INPUT Block Start
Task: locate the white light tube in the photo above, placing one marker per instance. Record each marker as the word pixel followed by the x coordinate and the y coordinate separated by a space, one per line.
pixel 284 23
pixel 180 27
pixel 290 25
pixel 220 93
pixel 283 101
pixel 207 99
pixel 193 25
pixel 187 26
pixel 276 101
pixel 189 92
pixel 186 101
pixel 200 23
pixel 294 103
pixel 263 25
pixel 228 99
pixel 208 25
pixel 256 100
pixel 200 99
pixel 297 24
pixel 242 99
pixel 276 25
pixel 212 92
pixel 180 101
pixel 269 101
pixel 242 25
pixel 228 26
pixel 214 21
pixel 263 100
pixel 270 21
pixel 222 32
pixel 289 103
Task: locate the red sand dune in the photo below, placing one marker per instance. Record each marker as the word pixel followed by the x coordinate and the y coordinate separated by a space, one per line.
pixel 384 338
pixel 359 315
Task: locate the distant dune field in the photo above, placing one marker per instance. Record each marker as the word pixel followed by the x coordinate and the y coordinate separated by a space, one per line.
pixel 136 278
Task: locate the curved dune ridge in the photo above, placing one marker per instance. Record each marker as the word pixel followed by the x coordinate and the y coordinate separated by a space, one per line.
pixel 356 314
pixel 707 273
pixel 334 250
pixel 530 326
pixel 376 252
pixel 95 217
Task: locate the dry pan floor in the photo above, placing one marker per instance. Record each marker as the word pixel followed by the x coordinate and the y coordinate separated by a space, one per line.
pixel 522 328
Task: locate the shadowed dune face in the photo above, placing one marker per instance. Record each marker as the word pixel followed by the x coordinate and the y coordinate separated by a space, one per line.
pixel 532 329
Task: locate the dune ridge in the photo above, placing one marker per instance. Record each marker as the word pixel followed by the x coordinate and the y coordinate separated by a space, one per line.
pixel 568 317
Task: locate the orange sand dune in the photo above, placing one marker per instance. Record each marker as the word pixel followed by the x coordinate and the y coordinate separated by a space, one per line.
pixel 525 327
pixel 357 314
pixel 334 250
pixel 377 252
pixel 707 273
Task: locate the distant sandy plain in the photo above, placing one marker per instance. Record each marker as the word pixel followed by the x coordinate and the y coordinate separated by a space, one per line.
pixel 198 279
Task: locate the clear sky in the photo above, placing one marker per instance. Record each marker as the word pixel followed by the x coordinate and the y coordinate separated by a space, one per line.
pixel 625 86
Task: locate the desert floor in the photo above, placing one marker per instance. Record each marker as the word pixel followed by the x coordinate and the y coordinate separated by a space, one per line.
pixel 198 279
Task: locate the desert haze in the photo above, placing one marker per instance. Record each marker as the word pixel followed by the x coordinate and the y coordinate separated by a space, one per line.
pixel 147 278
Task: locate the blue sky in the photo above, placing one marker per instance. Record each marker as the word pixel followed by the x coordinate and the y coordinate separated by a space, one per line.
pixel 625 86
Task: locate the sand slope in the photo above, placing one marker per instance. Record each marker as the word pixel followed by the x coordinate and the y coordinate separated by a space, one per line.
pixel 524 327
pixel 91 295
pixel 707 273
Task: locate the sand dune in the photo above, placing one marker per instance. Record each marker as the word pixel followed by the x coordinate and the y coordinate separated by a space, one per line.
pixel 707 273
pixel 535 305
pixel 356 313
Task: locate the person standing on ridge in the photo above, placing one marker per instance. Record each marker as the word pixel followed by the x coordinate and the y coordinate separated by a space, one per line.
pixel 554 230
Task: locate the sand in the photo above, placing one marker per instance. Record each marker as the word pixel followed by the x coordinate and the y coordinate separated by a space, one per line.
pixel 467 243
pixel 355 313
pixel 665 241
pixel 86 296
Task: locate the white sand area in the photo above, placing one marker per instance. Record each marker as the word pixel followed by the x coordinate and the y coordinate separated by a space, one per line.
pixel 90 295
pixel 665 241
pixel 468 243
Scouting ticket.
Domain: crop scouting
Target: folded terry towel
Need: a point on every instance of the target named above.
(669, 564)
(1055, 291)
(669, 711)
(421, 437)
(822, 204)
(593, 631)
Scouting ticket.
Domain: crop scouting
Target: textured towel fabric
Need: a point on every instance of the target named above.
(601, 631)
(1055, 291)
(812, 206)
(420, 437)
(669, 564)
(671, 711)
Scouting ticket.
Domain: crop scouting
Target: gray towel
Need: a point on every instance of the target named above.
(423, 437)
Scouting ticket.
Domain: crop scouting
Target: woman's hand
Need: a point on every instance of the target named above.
INPUT Block End
◆ **ASSIGNMENT**:
Reproduce the entries in full, exactly as written.

◆ **PROBLEM SOLUTION**:
Task: locate the white light tube in the photo above, placing one marker per instance. Record each marker as the word pixel followed by the x coordinate and the y coordinate separated by a space, one per line.
pixel 284 23
pixel 180 27
pixel 290 25
pixel 220 93
pixel 283 101
pixel 207 99
pixel 193 25
pixel 187 26
pixel 276 101
pixel 189 92
pixel 186 101
pixel 200 23
pixel 294 103
pixel 263 25
pixel 228 99
pixel 208 25
pixel 256 100
pixel 200 99
pixel 297 24
pixel 242 99
pixel 276 25
pixel 212 92
pixel 180 101
pixel 269 101
pixel 242 25
pixel 228 26
pixel 214 21
pixel 263 100
pixel 270 21
pixel 222 32
pixel 289 103
Task: locate the red sand dune in the photo below, placing one marker per instance. Record each marker as the word pixel followed by the x coordinate and the y coordinate separated by a space, one per line.
pixel 384 338
pixel 359 315
Task: locate the distant dune field in the photo above, placing one marker per instance. Record each marker as the word pixel followed by the x coordinate and the y coordinate separated by a space, one per line.
pixel 136 278
Task: locate the curved dune ridge in the photo above, placing one marker per instance. Record each marker as the word pixel followed by the x coordinate and the y coordinate separated by a space, one per line.
pixel 356 314
pixel 707 273
pixel 334 250
pixel 530 326
pixel 376 252
pixel 95 217
Task: locate the dry pan floor in the photo above, placing one marker per instance. Record each marker as the word pixel followed by the x coordinate and the y coordinate separated by a space, one per line.
pixel 522 328
Task: locate the shadowed dune face in the photo above, placing one marker per instance. Record each marker as the word pixel followed by the x coordinate and the y coordinate separated by a space, one per line.
pixel 532 329
Task: locate the dune ridge in the photo above, placing one marker per instance. Record each marker as the word pixel followed by the x coordinate and the y coordinate separated by a space, one per line.
pixel 568 317
Task: locate the orange sand dune in the photo above, placing one marker per instance. Record each marker as the word pixel followed by the x coordinate and the y coordinate separated by a space, one per line.
pixel 525 327
pixel 357 314
pixel 334 250
pixel 377 252
pixel 707 273
Task: locate the distant sandy plain in the photo above, placing one marker per instance. Record each marker as the word pixel followed by the x coordinate and the y coordinate separated by a space, one per line.
pixel 198 279
Task: locate the clear sky in the photo above, placing one marker per instance. Record each marker as the word pixel followed by the x coordinate and the y coordinate separated by a space, one per line.
pixel 625 86
Task: locate the desert floor in the photo above, placing one marker per instance. Record each marker as the word pixel followed by the x coordinate and the y coordinate separated by a space, one per line.
pixel 198 279
Task: locate the desert haze in the photo above, placing one marker per instance. Record each marker as the word pixel followed by the x coordinate and the y coordinate separated by a space, one per line.
pixel 147 278
Task: locate the blue sky in the photo above, placing one marker per instance. Record each marker as the word pixel followed by the x coordinate and the y coordinate separated by a space, one per line.
pixel 625 86
Task: locate the sand slope in the photo above, placing one marker per instance. Record each marker as the word pixel followed by the x coordinate and the y coordinate separated by a space, one per line.
pixel 524 327
pixel 91 295
pixel 707 273
Task: locate the sand dune in the photo above, placing one marker per instance. Record each marker as the word pixel followed by the x coordinate and the y coordinate separated by a space, one per line.
pixel 707 273
pixel 535 305
pixel 356 313
Task: locate the person standing on ridge in the photo above, placing one marker per instance. Record each marker as the word pixel followed by the x coordinate and the y coordinate separated by a space, one per line.
pixel 554 230
Task: locate the sand in the photo above, placing one marker per instance. Record each marker as the word pixel followed by the x coordinate and the y coordinate separated by a space, one per line.
pixel 467 243
pixel 355 313
pixel 665 241
pixel 86 296
Task: locate the white sand area in the photo above, placing one marker per instance. Record each marker as the word pixel followed by the x coordinate and the y coordinate separated by a space, one per line.
pixel 90 295
pixel 665 241
pixel 468 243
Scouting ticket.
Domain: crop scouting
Target: folded terry towel
Need: a point on every instance of the target named above.
(669, 564)
(1055, 291)
(669, 711)
(421, 437)
(822, 204)
(593, 631)
Scouting ticket.
Domain: crop scouting
Target: textured towel fabric
Need: a point on every instance of the target named above.
(601, 631)
(1055, 291)
(812, 206)
(420, 437)
(669, 564)
(671, 711)
Scouting ticket.
Domain: crop scouting
Target: gray towel
Need: a point on every instance of the target named above.
(423, 437)
Scouting ticket.
Domain: crop scouting
Target: woman's hand
Need: a point on every instance of the target named above.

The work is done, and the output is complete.